Copy the tax residency passage word for word, from "You have no" to "you are overseas.".

(Exercise passage):
►

You lived in Country A until you were YY years old.
You have since lived in Australia for YY years.
You are a dual citizen of Australia and Country A.
You possess both an Australian passport and Country A passport.
You have been travelling between Australia and Country A since February 20YY.
You returned to Country A on X September 20YY to begin a remote working arrangement as a contractor with an Australian company; your former employer.
You expect to return to Australia in February 20YY and again in June 20YY for a month each visit.
Going forward, you expect to spend approximately X to X months per year in Country A with the remaining X to X months being spent in Australia.
The purpose of your travel to Country A is due to family commitments.
Your parent has had heart surgery earlier this year and you intend to be close to take care of them.
You want to be with your spouse in Country A and support their business.
Your travel to Australia for occasional periods is to maintain team engagement with your workplace.
You are a resident of Country A for tax purposes.
Your spouse is unable to travel due to business commitments.
Your spouse intends to travel to Australia sometime in the future.
Your family are all Country A citizens.
You financially support your parents in Country A.
Your spouse is financially independent.
Your live with your parents and your spouse in the same property owned by your parents in Country A.
You are a member of a gym in Australia which you will freeze during your absences.
You have no other social or sporting connections in any other countries.
You have an international driving licence and scooter licence in Country A.
You are enrolled in the Australian Electoral Commission and will vote while you are overseas.
You intend to cancel your private health insurance.
You own a property located in Australia.
Your household possessions remain in the property.
When returning to Australia you will reside in your Australian property.
You have bank accounts and a mortgage with Australian financial institutions.
You own no assets outside of Australia.
You derive no income from sources in Country A.
You will open a bank account in Country A.
You are not a member of the Public Sector Superannuation Scheme (PSS) or Commonwealth Superannuation Scheme (CSS).
Relevant legislative provisions
Income Tax Assessment Act 1936 subsection 6(1)
Income Tax Assessment Act 1997 section 995-1
Reasons for decision
Overview of the law
Section 995-1 of the Income Tax Assessment Act 1997 (ITAA 1997) defines an Australian resident for tax purposes as a person who is a resident of Australia for the purposes of the Income Tax Assessment Act 1936 (ITAA 1936).
The terms 'resident' and 'resident of Australia', as applied to an individual, are defined in subsection 6(1) of the ITAA 1936.
The definition offers four tests to ascertain whether each individual taxpayer is a resident of Australia for income tax purposes. These tests are:
• the resides test (also referred to as the ordinary concepts test)
• the domicile test
• the 183-day test, and
• the Commonwealth superannuation fund test.
The resides test is the primary test for deciding the residency status of an individual. This test considers whether an individual resides in Australia according to the ordinary meaning of the word 'resides'.

◄

(Entries supplied):
►

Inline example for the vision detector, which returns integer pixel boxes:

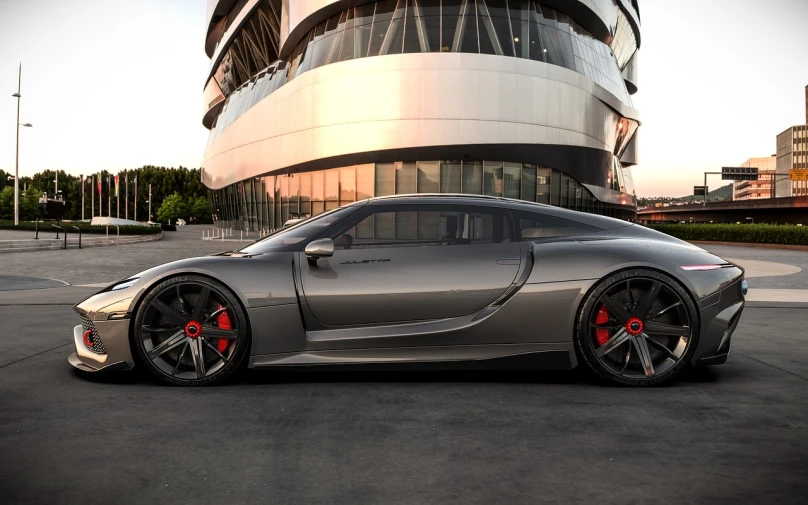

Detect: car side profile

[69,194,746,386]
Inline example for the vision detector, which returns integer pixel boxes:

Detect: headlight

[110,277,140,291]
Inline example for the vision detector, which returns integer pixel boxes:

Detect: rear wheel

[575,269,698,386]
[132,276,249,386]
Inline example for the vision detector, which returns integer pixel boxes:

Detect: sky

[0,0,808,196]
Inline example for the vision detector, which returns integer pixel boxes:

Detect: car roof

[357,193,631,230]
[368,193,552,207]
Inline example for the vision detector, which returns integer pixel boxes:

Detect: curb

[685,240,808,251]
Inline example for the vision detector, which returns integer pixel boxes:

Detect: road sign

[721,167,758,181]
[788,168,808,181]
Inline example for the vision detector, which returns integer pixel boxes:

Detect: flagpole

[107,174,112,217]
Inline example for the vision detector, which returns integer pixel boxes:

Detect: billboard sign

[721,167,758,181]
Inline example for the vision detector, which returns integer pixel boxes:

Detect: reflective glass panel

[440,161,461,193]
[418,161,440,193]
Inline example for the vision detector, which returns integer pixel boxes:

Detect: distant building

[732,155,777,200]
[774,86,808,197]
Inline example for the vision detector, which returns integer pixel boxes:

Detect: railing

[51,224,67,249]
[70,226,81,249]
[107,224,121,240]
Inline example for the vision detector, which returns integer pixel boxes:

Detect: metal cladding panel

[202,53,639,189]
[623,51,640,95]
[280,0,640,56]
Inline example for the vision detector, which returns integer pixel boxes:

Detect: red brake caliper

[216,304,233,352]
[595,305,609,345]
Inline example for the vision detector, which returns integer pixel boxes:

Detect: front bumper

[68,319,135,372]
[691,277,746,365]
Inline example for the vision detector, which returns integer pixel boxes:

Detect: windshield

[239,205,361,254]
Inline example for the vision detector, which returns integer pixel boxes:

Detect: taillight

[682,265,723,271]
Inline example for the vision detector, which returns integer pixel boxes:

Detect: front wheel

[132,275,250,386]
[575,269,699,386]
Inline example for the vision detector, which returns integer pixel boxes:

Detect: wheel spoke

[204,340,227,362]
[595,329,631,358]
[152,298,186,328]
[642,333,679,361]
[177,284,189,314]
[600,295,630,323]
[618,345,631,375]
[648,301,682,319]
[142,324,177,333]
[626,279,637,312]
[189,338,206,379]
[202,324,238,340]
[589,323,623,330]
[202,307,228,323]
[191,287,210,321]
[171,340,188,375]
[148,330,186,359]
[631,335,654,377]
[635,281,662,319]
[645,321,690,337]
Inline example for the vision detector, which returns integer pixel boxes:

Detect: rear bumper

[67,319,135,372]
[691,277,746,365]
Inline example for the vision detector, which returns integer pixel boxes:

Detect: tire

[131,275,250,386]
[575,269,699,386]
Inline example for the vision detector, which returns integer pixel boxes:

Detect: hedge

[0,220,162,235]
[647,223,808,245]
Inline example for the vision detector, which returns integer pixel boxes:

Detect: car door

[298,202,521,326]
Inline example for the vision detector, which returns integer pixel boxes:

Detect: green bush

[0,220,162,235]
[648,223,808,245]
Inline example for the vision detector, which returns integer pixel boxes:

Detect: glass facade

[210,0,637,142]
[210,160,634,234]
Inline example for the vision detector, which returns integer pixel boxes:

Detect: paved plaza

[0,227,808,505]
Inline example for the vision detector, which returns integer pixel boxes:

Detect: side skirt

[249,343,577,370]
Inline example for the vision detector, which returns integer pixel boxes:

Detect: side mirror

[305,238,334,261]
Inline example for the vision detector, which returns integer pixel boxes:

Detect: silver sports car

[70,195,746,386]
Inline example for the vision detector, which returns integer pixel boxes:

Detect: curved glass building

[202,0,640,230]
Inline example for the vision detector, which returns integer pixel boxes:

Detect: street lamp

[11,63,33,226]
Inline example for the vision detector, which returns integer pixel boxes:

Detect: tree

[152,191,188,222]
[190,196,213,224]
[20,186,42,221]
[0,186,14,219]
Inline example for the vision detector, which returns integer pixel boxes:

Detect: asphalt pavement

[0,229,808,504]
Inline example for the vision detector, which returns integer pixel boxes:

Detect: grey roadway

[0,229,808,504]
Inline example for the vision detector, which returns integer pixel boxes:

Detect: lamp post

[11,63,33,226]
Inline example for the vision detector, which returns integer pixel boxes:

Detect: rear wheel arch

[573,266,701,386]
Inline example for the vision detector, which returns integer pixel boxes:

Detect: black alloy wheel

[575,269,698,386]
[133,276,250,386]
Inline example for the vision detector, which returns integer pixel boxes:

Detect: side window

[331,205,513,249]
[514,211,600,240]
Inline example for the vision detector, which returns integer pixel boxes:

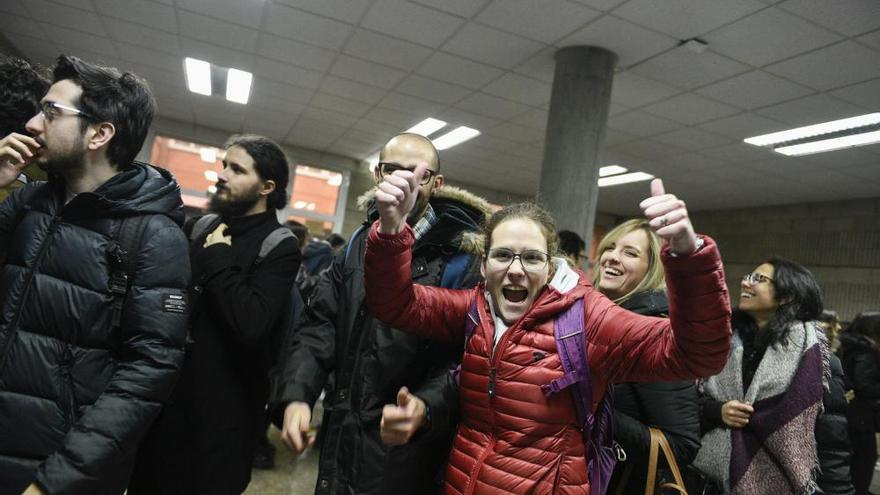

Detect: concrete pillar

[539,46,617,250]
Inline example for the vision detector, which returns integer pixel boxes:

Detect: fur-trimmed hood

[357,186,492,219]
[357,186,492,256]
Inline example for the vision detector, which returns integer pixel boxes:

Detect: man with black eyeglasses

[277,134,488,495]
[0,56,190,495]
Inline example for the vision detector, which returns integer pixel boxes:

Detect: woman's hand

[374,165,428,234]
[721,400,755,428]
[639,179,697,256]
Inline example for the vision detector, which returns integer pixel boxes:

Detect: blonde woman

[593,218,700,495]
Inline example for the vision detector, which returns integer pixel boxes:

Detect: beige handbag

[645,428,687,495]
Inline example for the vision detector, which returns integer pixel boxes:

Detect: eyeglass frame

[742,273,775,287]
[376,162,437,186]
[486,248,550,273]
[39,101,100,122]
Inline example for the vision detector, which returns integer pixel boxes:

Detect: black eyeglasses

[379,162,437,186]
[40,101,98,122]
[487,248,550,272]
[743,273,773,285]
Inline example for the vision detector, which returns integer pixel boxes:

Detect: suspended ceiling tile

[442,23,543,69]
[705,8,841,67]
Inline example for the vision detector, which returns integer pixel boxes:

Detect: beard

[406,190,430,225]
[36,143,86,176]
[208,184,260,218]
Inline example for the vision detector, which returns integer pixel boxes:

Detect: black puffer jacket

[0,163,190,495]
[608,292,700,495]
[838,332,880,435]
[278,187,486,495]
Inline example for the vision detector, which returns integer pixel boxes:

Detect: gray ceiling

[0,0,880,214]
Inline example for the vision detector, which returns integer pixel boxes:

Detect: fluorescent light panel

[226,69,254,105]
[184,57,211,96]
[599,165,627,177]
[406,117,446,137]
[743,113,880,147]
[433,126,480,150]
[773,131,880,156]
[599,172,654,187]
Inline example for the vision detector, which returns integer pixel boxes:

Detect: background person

◄

(Your response):
You have no other social or sporting connections in any other countries.
You have an international driving licence and scooter licence in Country A.
You are enrolled in the Australian Electoral Commission and will vote while you are overseas.